STATED TASK: Write the line that includes "Drop a marker on every instance of the spider eye" and all subsequent lines, exactly as written, and nothing more.

DATA EXTRACT:
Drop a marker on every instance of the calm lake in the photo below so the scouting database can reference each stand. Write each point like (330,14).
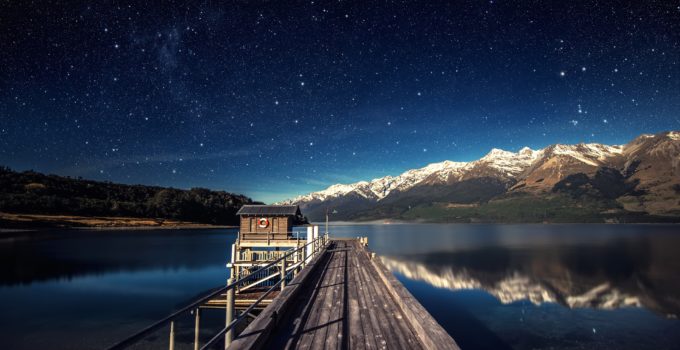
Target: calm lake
(490,286)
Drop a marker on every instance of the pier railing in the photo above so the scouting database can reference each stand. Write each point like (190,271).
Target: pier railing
(269,270)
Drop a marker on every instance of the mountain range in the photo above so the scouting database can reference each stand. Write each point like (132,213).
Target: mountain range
(635,182)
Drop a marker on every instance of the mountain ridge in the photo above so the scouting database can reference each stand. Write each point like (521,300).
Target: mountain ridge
(612,175)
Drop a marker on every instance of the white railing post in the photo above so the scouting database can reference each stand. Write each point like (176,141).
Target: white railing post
(197,327)
(283,274)
(316,239)
(229,336)
(310,246)
(172,336)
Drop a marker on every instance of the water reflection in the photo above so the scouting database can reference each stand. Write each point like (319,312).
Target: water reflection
(622,273)
(65,255)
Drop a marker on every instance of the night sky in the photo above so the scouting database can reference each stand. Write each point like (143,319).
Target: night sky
(276,98)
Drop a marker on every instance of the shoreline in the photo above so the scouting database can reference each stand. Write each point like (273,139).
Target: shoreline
(21,223)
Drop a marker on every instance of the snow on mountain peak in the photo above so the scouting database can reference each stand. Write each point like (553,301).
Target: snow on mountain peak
(510,164)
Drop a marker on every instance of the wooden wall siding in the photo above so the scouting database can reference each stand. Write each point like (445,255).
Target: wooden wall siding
(249,224)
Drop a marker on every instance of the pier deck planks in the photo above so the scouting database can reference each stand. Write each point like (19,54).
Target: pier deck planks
(346,301)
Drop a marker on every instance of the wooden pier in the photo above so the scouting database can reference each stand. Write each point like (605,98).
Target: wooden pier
(345,299)
(320,293)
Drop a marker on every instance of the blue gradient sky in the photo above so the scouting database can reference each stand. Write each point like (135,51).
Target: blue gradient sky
(274,100)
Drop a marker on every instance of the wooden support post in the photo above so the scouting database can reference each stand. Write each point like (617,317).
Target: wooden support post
(229,336)
(309,249)
(172,336)
(283,274)
(304,257)
(197,326)
(316,239)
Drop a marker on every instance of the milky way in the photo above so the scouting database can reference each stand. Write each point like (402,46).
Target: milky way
(276,98)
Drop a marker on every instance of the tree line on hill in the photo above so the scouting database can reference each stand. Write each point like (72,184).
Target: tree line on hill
(30,192)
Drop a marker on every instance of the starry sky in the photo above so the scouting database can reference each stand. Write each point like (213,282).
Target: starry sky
(277,98)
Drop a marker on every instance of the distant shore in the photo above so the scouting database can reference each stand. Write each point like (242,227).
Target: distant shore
(12,223)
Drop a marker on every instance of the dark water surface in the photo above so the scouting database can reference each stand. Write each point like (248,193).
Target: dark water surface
(490,286)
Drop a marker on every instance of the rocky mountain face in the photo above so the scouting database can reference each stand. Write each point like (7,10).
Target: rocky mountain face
(638,181)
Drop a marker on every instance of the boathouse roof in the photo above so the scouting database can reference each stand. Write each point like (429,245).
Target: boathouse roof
(275,210)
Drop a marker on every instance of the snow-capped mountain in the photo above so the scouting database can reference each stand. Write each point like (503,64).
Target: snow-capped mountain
(614,171)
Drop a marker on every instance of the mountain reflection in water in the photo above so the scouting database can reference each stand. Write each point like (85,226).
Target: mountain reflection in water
(619,274)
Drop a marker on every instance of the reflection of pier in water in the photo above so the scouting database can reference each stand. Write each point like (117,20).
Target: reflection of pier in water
(605,281)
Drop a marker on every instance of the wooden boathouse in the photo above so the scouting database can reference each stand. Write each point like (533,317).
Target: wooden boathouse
(302,290)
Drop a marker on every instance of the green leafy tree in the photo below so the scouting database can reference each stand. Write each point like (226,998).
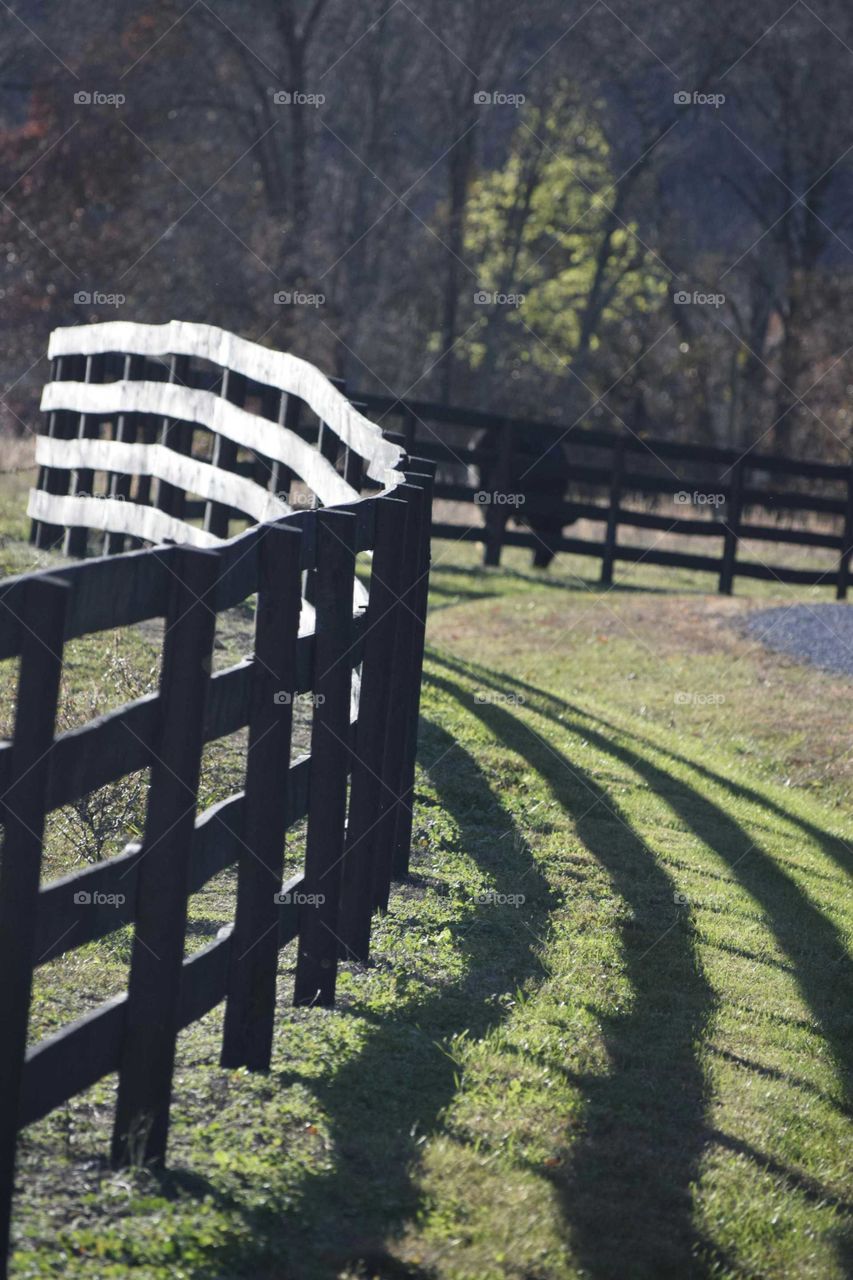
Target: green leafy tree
(547,229)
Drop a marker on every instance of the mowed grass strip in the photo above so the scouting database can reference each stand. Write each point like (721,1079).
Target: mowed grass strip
(606,1025)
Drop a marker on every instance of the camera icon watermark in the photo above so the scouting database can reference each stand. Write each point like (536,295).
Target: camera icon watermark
(683,298)
(491,897)
(296,97)
(83,897)
(295,298)
(96,298)
(698,499)
(495,497)
(497,699)
(486,97)
(495,298)
(95,97)
(688,698)
(284,698)
(697,99)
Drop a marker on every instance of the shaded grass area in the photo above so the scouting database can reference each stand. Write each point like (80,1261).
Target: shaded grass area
(606,1025)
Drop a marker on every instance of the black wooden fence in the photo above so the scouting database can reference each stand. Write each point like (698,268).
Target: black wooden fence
(355,787)
(617,479)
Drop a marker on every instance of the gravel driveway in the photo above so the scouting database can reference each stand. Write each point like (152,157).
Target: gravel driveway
(821,634)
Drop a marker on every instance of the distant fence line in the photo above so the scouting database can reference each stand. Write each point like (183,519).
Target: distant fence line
(354,787)
(582,472)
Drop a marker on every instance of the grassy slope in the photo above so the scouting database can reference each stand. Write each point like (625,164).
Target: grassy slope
(639,1070)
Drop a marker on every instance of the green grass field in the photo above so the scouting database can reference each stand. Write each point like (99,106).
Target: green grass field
(607,1025)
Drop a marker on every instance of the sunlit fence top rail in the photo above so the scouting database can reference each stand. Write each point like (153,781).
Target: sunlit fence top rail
(543,478)
(354,786)
(191,428)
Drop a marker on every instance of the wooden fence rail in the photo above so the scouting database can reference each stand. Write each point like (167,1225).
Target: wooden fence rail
(315,627)
(612,478)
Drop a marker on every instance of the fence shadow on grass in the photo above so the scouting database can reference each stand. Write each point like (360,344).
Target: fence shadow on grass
(810,941)
(801,929)
(389,1096)
(626,1187)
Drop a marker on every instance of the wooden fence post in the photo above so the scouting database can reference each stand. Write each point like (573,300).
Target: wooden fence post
(731,526)
(224,455)
(497,512)
(398,677)
(847,543)
(372,791)
(89,426)
(126,432)
(319,941)
(178,437)
(62,424)
(416,600)
(609,553)
(409,426)
(250,1010)
(23,816)
(151,1015)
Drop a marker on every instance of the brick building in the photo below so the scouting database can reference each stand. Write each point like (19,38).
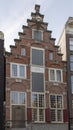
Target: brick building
(66,47)
(36,89)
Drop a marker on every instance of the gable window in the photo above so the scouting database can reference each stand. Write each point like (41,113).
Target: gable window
(56,106)
(38,107)
(18,109)
(37,56)
(23,52)
(50,55)
(18,70)
(55,75)
(71,44)
(37,35)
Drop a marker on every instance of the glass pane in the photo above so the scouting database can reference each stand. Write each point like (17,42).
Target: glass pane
(22,71)
(34,100)
(37,35)
(41,100)
(37,57)
(34,114)
(58,74)
(41,115)
(72,84)
(14,70)
(59,101)
(53,101)
(50,55)
(53,115)
(21,98)
(14,98)
(23,52)
(59,115)
(52,75)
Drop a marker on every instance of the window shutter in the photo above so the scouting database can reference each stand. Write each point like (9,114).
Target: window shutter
(65,115)
(47,115)
(29,114)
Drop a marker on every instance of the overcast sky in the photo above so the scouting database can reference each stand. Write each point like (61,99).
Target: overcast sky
(14,14)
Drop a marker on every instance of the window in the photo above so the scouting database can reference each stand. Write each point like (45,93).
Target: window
(37,82)
(38,107)
(18,102)
(18,70)
(71,62)
(37,56)
(72,83)
(23,52)
(71,44)
(55,75)
(37,35)
(50,55)
(56,107)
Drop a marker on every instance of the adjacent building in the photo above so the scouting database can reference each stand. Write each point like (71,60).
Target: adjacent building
(36,84)
(66,47)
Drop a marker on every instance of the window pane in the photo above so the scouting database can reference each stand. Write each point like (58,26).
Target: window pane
(72,83)
(14,70)
(23,52)
(59,101)
(41,100)
(22,71)
(53,101)
(14,98)
(59,115)
(53,115)
(37,57)
(41,115)
(34,100)
(37,35)
(50,55)
(21,98)
(58,74)
(34,114)
(37,82)
(52,75)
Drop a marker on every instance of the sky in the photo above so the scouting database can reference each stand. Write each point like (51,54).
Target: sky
(14,14)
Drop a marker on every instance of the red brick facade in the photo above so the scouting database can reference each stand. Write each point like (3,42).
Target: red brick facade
(47,44)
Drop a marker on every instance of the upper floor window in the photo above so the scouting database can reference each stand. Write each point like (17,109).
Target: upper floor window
(17,98)
(50,55)
(71,62)
(38,107)
(37,56)
(71,44)
(56,106)
(72,83)
(37,35)
(18,70)
(23,52)
(55,75)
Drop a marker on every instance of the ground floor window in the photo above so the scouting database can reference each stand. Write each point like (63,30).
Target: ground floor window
(56,106)
(38,107)
(18,108)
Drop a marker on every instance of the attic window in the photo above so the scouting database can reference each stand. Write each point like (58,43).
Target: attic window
(37,35)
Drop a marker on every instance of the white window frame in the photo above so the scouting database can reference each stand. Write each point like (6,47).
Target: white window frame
(71,44)
(36,48)
(55,75)
(23,52)
(33,34)
(56,95)
(43,108)
(18,75)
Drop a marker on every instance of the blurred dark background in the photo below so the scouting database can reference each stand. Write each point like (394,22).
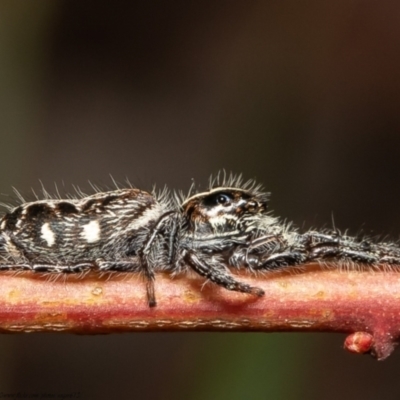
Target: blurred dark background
(303,96)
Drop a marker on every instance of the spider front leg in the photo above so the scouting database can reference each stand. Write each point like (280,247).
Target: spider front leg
(219,274)
(321,246)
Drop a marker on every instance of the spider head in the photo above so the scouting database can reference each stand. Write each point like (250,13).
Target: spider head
(225,211)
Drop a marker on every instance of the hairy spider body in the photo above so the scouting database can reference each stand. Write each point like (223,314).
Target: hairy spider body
(130,230)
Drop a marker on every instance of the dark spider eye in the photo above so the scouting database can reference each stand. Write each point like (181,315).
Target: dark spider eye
(223,199)
(218,199)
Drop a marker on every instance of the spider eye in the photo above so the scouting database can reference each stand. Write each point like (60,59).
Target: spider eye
(216,199)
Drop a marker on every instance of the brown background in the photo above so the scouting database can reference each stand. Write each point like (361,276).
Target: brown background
(303,96)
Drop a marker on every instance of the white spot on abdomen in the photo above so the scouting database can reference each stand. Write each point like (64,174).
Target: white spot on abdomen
(91,232)
(47,234)
(150,215)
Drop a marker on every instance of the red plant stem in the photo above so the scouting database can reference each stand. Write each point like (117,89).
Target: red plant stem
(363,302)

EXERCISE OUTPUT:
Drop a marker on every instance of the spider eye in the photo above so the scouting database can reference each stand. Write each point like (60,59).
Target: spider eye
(216,199)
Drop a marker on every instance of the brown background in the photo above so the scouting database can reference each stand. Write each point like (361,276).
Target: brown background
(303,96)
Drop a marker on every instance of the white spot on abdomen in the photo above so the scouting database can reference each stand. Write each point like (64,174).
Target: white spot on abdomen
(91,232)
(47,234)
(150,215)
Drop a marker on every instance of the red plant stem in the photo above so the scouting database can reference each stand. Write each point like (117,89).
Target: red plant stem
(363,302)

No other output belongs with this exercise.